[FIXED] "Reverse" map of `inverse` in torch.unique?

Issue

I want to implement a function like "reverse" map of inverse value of torch.unique.

For example, torch.unique function can return the unique values uniques of long type input x and a inverse tensor that is a mapping from uniques to x.

x = torch.LongTensor([9, 10, 9, 9, 10, 9])
uniques, inverse, counts = torch.unique(x, return_inverse=True, return_counts=True)
# uniques = [9, 10]
# inverse = [0, 1, 0, 0, 1, 0] 
# counts = [4, 2]
print((uniques[inverse] == x).all())  # True

For my question, is there some efficient way to get "reverse" inverse back_map that mapping from x to uniques?

def reverse_unique(x): ...

uniques, inverse, counts, back_map = reverse_unique(x)
# uniques = [9, 10]
# inverse = [0, 1, 0, 0, 1, 0] 
# counts = [4, 2]
# back_map = [0, 2, 3, 5, 1, 4]
print((x[back_map] == uniques.repeat_interleave(counts)).all()) # True

In above code, the back_map maps the values of inverse to the position of the input x.

I know it not a difficult thing implements this function with python loop, but in my case where the input x size can reach e8, so the time overhead is intolerable.

So, Is there any high level implementation using pytorch api or the cuda kernel(I tried to use cuda extension to parallelize it but my cuad kernel is slow extremely :sob:)?

__global__ void unique_back_map_kernel(
    int32_t num_uni,
    int32_t num_x,
    int64_t* __restrict__ uniques,
    int64_t* __restrict__ cumsum_counts,
    int64_t* __restrict__ x,
    int64_t* __restrict__ out) {
  int32_t n = blockIdx.x * blockDim.x + threadIdx.x;
  if (n >= num_uni) {
    return;
  }

  size_t counts = 0;
  auto idx = __ldg(&cumsum_counts[n]);

#pragma unroll
  for (int64_t i = 0; i < num_x; ++i) {
    if (x[i] == uniques[n]) {
      out[idx + counts] = i;
      counts++;
    }
  }
}

std::tuple<at::Tensor, at::Tensor, at::Tensor, at::Tensor> reverse_unique(at::Tensor x) {
  TORCH_CHECK(x.dtype() == at::kLong && x.device().is_cuda());
  auto [uniques, inverse, counts] = at::_unique2(x, false, true, true);
  counts.cumsum_(0);
  // python: cumsum_counts = torch.cat([torch.tensor([0]), cumsum_counts[:-1]])

(Dataset items)
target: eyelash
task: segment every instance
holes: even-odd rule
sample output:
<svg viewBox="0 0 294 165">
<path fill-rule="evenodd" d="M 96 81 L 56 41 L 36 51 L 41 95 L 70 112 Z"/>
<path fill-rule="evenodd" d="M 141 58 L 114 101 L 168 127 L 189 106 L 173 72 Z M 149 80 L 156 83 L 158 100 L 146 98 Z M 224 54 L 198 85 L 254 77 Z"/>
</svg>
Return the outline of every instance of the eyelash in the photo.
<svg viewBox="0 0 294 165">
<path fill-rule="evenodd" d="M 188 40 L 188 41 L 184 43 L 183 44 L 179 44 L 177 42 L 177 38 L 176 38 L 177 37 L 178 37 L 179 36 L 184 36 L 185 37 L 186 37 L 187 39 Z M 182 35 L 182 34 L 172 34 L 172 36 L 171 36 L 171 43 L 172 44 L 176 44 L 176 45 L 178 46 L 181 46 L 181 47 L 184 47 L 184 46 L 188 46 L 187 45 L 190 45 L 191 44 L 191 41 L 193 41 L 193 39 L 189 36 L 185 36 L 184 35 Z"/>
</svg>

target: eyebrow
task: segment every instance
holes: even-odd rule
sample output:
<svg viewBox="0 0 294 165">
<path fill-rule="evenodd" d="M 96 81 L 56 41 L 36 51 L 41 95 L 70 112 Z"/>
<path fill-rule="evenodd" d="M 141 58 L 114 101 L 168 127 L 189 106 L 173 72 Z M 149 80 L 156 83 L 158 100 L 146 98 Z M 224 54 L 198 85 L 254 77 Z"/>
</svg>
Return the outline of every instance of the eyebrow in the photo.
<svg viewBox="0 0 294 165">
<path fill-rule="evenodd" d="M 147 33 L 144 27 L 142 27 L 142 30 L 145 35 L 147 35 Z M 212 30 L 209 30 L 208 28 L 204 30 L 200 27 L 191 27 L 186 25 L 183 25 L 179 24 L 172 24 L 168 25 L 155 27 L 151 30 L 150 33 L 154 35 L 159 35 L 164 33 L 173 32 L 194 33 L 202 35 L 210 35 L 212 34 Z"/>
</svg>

Exercise instructions ->
A – Copy the torch.unique question starting at "In above code, the" and ending at "slow extremely :sob:)?", but swap "intolerable" for "unacceptable".
B – Supply the next part of the torch.unique question, beginning right after its last line.

Responses by task ->
A –
In above code, the back_map maps the values of inverse to the position of the input x.

I know it not a difficult thing implements this function with python loop, but in my case where the input x size can reach e8, so the time overhead is unacceptable.

So, Is there any high level implementation using pytorch api or the cuda kernel(I tried to use cuda extension to parallelize it but my cuad kernel is slow extremely :sob:)?

B –
  auto cumsum_counts = at::cat({at::zeros({1}, counts.options()), counts.slice(0, 0, -1)});

  auto back_map = at::empty_like(x);

  int32_t threads = (uniques.numel() > 256) ? 256 : 32;
  int32_t blocks = (uniques.numel() + threads - 1) / threads;
  unique_back_map_kernel<<<blocks, threads, 0, c10::cuda::getCurrentCUDAStream()>>>(
      uniques.numel(),
      x.numel(),
      uniques.data_ptr<int64_t>(),
      cumsum_counts.data_ptr<int64_t>(),
      x.data_ptr<int64_t>(),
      back_map.data_ptr<int64_t>());

  return std::make_tuple(uniques, inverse, cumsum_counts, back_map);
}

Solution

@alexey-birukov probably means this:

If you read the documentation for torch.unique you will learn, that it basically just sorts the values and then does a torch.unique_consecutive:

Currently in the CUDA implementation and the CPU implementation when dim is specified, torch.unique always sort [sic] the tensor at the beginning regardless of the sort argument. Sorting could be slow, so if your input tensor is already sorted, it is recommended to use torch.unique_consecutive() which avoids the sorting.

Another look at the documentation of torch.sort lets you know that it will not only return the sorted values but also the permutation of indices for getting back the original order. This permutation seems to be exactly what you are after.

x = torch.LongTensor([9, 10, 9, 9, 10, 9])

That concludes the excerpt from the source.